(Outline items for labeled areas)
☆ ☆ ☆ ☆ ☆ ☆ ☆

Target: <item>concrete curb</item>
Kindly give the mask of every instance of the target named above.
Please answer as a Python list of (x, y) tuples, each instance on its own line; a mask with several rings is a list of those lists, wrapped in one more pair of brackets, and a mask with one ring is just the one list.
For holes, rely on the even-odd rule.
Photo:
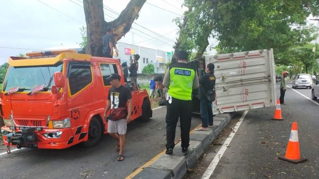
[(187, 153), (182, 152), (181, 142), (175, 145), (173, 154), (164, 154), (145, 168), (133, 179), (182, 179), (187, 169), (196, 166), (197, 160), (228, 124), (234, 112), (216, 115), (212, 130), (195, 131), (190, 135), (190, 146)]

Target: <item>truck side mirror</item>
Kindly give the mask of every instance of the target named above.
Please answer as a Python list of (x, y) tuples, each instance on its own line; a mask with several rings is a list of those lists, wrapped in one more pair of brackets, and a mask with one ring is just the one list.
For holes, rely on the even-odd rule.
[(56, 87), (60, 88), (63, 88), (65, 85), (65, 80), (62, 72), (56, 72), (54, 74), (54, 84)]

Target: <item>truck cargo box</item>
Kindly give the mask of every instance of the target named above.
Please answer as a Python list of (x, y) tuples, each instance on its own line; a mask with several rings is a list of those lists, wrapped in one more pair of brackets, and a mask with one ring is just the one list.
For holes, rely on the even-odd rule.
[[(200, 77), (210, 63), (215, 65), (214, 114), (276, 105), (273, 49), (207, 56), (191, 64)], [(193, 92), (193, 106), (199, 112), (197, 93)]]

☆ ☆ ☆ ☆ ☆ ☆ ☆

Rewrite the lines above with every "Kindly" changed to "Please" and everything else left unchanged, and leave the pictures out of your answer.

REPLY TO THE EXERCISE >>
Target: <item>concrete curb</item>
Please give the mask of every instance of the target named above.
Please answer as a Python list of (x, y) tuples, each instance on its own line; a mask with several rings is a list of those lists, wrapped in one more pair of brackets, and a mask with one ring is just the one list.
For holes, rely on the even-odd rule.
Photo:
[(187, 153), (182, 152), (181, 142), (175, 145), (173, 154), (164, 154), (145, 168), (133, 179), (182, 179), (187, 169), (196, 166), (197, 160), (228, 124), (234, 112), (216, 115), (212, 130), (195, 131), (190, 135), (190, 146)]

Target: <item>truck side mirror</item>
Please give the mask of every instance of the target named above.
Please answer as a Python list of (x, y) tuples, each instance on its own line; a mask with several rings is a list of those lists, wrapped in one more pair of brackets, and a mask with one ring is just the one list.
For holes, rely on the even-odd rule.
[(56, 87), (60, 88), (63, 88), (65, 85), (65, 80), (62, 72), (56, 72), (54, 74), (54, 84)]

Target: <item>truck cargo box</item>
Please give the mask of every instance of the target named above.
Please answer as a Python list of (x, y) tuples, each instance on its own line; a mask with several rings is a list of those lists, wrapped in one more pair of brackets, and a mask with one ring is just the one list.
For holes, rely on the even-odd rule.
[[(200, 77), (210, 63), (215, 65), (214, 114), (276, 105), (273, 49), (207, 56), (191, 64)], [(193, 92), (193, 106), (199, 112), (197, 93)]]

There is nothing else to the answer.